**Trecho do texto**
______
O general Maximiliano Hernández Martínez, o déspota teosófico de El Salvador, que teve 30 mil camponeses aniquilados num massacre selvagem, inventou um pêndulo para detectar veneno em sua comida, e mantinha as lâmpadas das ruas envolvidas em papel vermelho para vencer uma epidemia de escarlatina. A estátua do general Francisco Morazán, na praça principal de Tegucigalpa, é na verdade do marechal Ney, comprada num depósito de esculturas de segunda mão em Paris.
Onze anos atrás [1971], o chileno Pablo Neruda, um dos brilhantes poetas de nosso tempo, iluminou este público com suas palavras. Desde então, os europeus de boa vontade – e às vezes aqueles de má vontade também – têm sido arrebatados, com cada vez mais força, pelas novidades fantásticas da América Latina, esse reino sem fronteiras de homens alucinados e mulheres históricas, cuja infinita obstinação se confunde com a lenda.
______
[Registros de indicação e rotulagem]
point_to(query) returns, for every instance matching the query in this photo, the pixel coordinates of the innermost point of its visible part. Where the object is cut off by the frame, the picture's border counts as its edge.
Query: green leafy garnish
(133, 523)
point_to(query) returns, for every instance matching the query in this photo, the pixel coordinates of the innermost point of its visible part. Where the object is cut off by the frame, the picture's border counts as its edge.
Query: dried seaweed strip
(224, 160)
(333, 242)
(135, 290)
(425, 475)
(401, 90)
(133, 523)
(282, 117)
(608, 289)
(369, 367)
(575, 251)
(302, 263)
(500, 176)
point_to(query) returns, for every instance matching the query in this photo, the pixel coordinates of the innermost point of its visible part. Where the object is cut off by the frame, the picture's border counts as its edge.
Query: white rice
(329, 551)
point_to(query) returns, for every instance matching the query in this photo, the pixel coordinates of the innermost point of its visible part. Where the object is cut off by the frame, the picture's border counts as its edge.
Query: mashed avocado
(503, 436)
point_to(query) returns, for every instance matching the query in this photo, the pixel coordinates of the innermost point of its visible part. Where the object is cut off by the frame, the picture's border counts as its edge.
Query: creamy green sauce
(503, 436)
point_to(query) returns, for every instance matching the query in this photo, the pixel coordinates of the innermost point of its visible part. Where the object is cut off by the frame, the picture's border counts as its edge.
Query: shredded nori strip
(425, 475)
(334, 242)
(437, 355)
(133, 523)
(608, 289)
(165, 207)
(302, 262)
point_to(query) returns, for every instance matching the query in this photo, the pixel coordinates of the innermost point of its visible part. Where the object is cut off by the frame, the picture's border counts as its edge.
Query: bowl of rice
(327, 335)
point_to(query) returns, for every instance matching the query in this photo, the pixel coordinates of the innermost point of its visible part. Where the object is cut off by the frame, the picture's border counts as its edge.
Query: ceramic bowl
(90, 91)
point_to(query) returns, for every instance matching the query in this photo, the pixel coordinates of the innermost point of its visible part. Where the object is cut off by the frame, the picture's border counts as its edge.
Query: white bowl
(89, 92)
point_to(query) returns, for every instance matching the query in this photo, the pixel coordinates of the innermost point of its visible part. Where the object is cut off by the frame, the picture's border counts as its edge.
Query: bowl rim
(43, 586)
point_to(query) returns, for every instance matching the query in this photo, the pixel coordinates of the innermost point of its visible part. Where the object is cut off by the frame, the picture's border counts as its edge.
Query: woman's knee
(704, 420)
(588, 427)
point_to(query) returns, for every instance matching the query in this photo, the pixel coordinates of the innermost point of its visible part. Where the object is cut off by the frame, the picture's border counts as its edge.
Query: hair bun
______
Reproduza fielmente a passagem do texto sobre a América Latina, começando em "O general Maximiliano" e seguindo até "mão em Paris.".

O general Maximiliano Hernández Martínez, o déspota teosófico de El Salvador, que teve 30 mil camponeses aniquilados num massacre selvagem, inventou um pêndulo para detectar veneno em sua comida, e mantinha as lâmpadas das ruas envolvidas em papel vermelho para vencer uma epidemia de escarlatina. A estátua do general Francisco Morazán, na praça principal de Tegucigalpa, é na verdade do marechal Ney, comprada num depósito de esculturas de segunda mão em Paris.